__WHAT NEEDS TO BE DONE__
An exact copy of the data is required; the images should not appear in it.

__DATA FOR THE TASK__
--

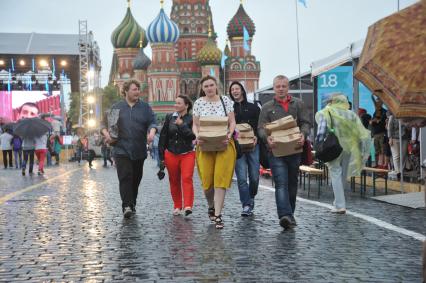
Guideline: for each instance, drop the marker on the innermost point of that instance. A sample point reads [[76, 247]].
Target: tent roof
[[352, 51], [39, 44]]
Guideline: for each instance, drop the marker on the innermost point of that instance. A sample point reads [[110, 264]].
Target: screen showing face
[[15, 105]]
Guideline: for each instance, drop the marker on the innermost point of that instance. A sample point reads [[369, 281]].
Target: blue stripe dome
[[162, 30]]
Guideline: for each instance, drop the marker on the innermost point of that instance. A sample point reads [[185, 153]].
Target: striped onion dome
[[238, 21], [162, 29], [129, 33], [210, 54], [227, 51], [142, 61]]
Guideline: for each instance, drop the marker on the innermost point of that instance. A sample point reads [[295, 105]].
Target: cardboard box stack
[[245, 137], [286, 134], [213, 131]]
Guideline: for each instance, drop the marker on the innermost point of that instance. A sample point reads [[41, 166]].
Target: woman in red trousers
[[176, 150]]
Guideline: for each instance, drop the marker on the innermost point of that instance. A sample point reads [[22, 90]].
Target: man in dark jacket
[[135, 120], [284, 169], [246, 112]]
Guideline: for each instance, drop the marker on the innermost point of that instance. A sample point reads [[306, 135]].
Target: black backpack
[[328, 148]]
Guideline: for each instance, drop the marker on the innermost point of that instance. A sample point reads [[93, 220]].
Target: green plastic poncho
[[354, 138]]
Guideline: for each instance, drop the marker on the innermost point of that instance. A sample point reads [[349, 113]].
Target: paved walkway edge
[[367, 218], [32, 187]]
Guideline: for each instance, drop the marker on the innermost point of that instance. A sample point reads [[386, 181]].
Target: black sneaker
[[293, 221], [127, 212], [188, 211], [285, 222]]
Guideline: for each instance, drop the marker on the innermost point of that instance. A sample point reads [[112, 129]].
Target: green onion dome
[[129, 33]]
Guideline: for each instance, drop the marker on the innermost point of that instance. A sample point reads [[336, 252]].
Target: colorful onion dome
[[162, 29], [128, 33], [209, 54], [227, 51], [236, 24], [141, 61]]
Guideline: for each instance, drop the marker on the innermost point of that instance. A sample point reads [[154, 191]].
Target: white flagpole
[[298, 49], [224, 80]]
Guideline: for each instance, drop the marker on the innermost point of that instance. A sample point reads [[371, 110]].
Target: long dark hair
[[187, 101], [127, 84], [203, 79]]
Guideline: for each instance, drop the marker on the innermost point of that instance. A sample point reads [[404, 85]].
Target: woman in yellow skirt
[[215, 168]]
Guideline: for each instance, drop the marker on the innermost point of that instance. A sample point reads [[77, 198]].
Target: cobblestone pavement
[[68, 226]]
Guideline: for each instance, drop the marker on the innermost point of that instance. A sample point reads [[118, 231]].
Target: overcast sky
[[325, 26]]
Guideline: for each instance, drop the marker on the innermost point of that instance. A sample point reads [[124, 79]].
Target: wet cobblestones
[[71, 229]]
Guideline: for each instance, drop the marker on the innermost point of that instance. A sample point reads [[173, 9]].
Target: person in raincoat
[[355, 140]]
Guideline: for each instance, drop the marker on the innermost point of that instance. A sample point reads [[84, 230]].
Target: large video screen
[[11, 102]]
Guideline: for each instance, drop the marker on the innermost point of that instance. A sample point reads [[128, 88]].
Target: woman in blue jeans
[[248, 164]]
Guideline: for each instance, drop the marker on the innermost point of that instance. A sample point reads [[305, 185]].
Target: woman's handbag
[[237, 144], [329, 147]]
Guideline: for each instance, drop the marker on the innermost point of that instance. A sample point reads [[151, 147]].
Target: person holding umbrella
[[29, 127], [17, 151], [6, 147], [40, 146]]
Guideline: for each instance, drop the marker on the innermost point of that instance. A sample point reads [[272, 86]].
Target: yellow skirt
[[216, 168]]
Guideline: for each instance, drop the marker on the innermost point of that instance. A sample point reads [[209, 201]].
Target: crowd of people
[[391, 152], [25, 149], [179, 148]]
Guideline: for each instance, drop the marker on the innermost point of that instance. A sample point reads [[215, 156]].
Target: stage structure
[[45, 69]]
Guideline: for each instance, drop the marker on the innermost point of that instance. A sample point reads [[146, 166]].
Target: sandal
[[188, 211], [211, 213], [218, 222]]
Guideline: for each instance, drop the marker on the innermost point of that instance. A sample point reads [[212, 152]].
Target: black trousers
[[5, 154], [129, 176]]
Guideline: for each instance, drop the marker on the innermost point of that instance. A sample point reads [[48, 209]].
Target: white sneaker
[[176, 211], [338, 210], [127, 212]]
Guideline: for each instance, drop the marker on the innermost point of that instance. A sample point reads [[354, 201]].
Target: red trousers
[[41, 156], [180, 168]]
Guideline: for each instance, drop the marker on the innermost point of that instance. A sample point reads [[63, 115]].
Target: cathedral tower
[[242, 65], [192, 18], [163, 72], [126, 40]]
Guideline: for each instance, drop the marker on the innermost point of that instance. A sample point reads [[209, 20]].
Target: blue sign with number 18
[[339, 79]]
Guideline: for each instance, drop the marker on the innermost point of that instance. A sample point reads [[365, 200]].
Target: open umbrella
[[393, 61], [31, 127], [4, 120], [50, 115], [9, 126]]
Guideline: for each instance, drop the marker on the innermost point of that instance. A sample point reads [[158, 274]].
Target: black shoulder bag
[[329, 147], [237, 144]]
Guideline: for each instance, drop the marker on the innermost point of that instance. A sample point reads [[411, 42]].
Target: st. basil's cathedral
[[184, 49]]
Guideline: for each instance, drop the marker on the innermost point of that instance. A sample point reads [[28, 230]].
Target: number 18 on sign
[[339, 79]]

--

__ANSWER BELOW__
Guideline: for each instance, drop the marker on the innermost point of that instance. A sample point reads [[76, 247]].
Target: tent roof
[[352, 51], [39, 44]]
Guideline: for each instance, drop the marker on the innermost point of that instance. A sample point reads [[110, 264]].
Target: screen showing face
[[15, 105]]
Guideline: for each instance, drop the marker on the innermost point of that instance. A sample point reads [[369, 281]].
Target: blue stripe dome
[[162, 30]]
Guideline: for each instance, drop the marker on the innermost point of that instance. A sample point reads [[185, 153]].
Target: striped onion dome
[[238, 21], [162, 29], [129, 33], [210, 54], [227, 51], [142, 61]]
Guideline: for each instance, drop the marker on the innermost point of that instance. A sample point reads [[295, 105]].
Target: cardboard box stack
[[245, 137], [286, 134], [213, 131]]
Guideline: for each instance, drop the marker on the innermost point of that instance. A sample point reads [[41, 166]].
Target: woman in red trousers
[[176, 150]]
Guideline: for each instance, drop the marker on the innermost point of that instance. A sample point reads [[22, 90]].
Target: man in dark jacket
[[135, 120], [284, 169], [246, 112]]
Guideline: for each instance, drop the marker on the innermost point of that instance. A sample point reads [[306, 135]].
Target: black backpack
[[328, 148]]
Guideline: for each instance, drop the marker on the innermost point of that instance. A sample point reads [[93, 220]].
Target: green plastic poncho
[[354, 138]]
Guideline: for each instance, drop the marker on the innermost point of that instance. A sample point reads [[349, 113]].
Target: paved walkway edge
[[367, 218], [32, 187]]
Guideline: for each instance, drop the marker on the innermost point of that instance. A sample point reads [[386, 181]].
Target: black sneaker
[[293, 221], [127, 212], [188, 211], [285, 222]]
Guideline: for each instance, drop the marker on the innermost point of that instance. A sample point reads [[112, 129]].
Target: green onion dome
[[129, 33]]
Guideline: for each instance, drop the marker on the innermost point of that instance. A sample point reads [[336, 252]].
Target: colorful onion dome
[[162, 29], [128, 33], [209, 54], [227, 51], [236, 24], [141, 61]]
Guideline: for each instance, drop the marker on the innermost point of that instance. A sample point reads [[154, 191]].
Target: white flagpole
[[298, 49], [224, 80]]
Guideline: for each instance, drop the marker on the innermost point of that instance. A sample point reads [[371, 110]].
Target: long dark hair
[[187, 101], [127, 84], [203, 79]]
Guideline: for each instance, drop the marker on the innermost point of that instance. A sample point reads [[404, 85]].
Target: woman in yellow skirt
[[215, 168]]
Guideline: for each instance, drop the marker on the innermost point of that instance. A sample point reads [[77, 198]].
Target: cobblestone pavement
[[68, 226]]
Guideline: for each instance, drop the marker on the innermost point of that instance. A sample point reads [[118, 231]].
Target: overcast sky
[[325, 26]]
Guideline: for each instance, drop the marker on the innermost point of that instance. A sample point reads [[124, 79]].
Target: wet cobblestones
[[71, 229]]
Guideline: for each instance, drop the marker on the innermost point of that instance. A sample point reads [[173, 9]].
Target: person in raincoat
[[355, 140]]
Guideline: for each instance, drop the marker on the innermost point of that instance. A sample point reads [[84, 230]].
Target: large video screen
[[11, 102]]
Guideline: for each instance, drop the marker on the innermost point of that instance. A sample point reads [[128, 88]].
Target: woman in blue jeans
[[248, 164]]
Guideline: for each instance, drop the marker on the innermost point of that instance. A sample point reads [[305, 185]].
Target: woman's handbag
[[237, 144], [329, 147]]
Guideline: for each instance, drop the marker on the innermost point of that instance. A sample point reads [[151, 147]].
Target: person holding umbrella
[[29, 127], [17, 151], [6, 147], [40, 146]]
Guideline: for each instance, drop the marker on the innermost point of that instance. A sample point reads [[272, 86]].
Target: yellow skirt
[[216, 168]]
Guideline: for each instance, drop the marker on the innermost point of that instance. A sample point reads [[209, 201]].
Target: crowd of people
[[391, 152], [25, 149], [179, 148]]
Guideline: for each instance, drop the marker on the innermost point of that instance. A sample point reads [[215, 156]].
Target: stage structure
[[45, 69]]
Guideline: for each instance, drop the marker on the innermost point of that instance. A sample point reads [[146, 166]].
Target: sandal
[[188, 211], [211, 213], [218, 222]]
Guideline: for each instance, drop the marker on the innermost point of that instance. A sample point reads [[212, 152]].
Target: black trousers
[[5, 154], [129, 176]]
Guideline: for each instance, drop the marker on the innermost point of that instance. A sample point reads [[48, 209]].
Target: white sneaker
[[176, 211], [338, 210], [127, 212]]
Guideline: for each instance, drop the marker on the innermost point of that instance. A sample point reads [[354, 201]].
Target: red trousers
[[41, 156], [180, 168]]
Guideline: for each instance, drop the marker on the innermost point of that instance. A sample point reads [[63, 115]].
Target: cathedral tower
[[242, 65], [192, 18], [163, 72], [126, 40]]
Guideline: for each instance, drop the marker on the innermost point of that instance. A sample point reads [[209, 20]].
Target: blue sign with number 18
[[339, 79]]
Guideline: for each instance, drop the marker on the innermost point of that instance. A sample point reads [[365, 200]].
Target: open umbrella
[[393, 61], [31, 127], [4, 120], [50, 115], [9, 126]]
Guideline: for each instance, drop the marker on the innermost point of that instance. A sample point reads [[158, 274]].
Target: black shoulder bag
[[329, 147], [237, 144]]
Guideline: for each instance, drop the marker on the innermost point of that instance. A sample point reads [[411, 42]].
Target: st. basil's cathedral
[[184, 49]]
Guideline: for each instance, drop the marker on the innermost point of that instance. A sample point reads [[28, 230]].
Target: number 18 on sign
[[339, 79]]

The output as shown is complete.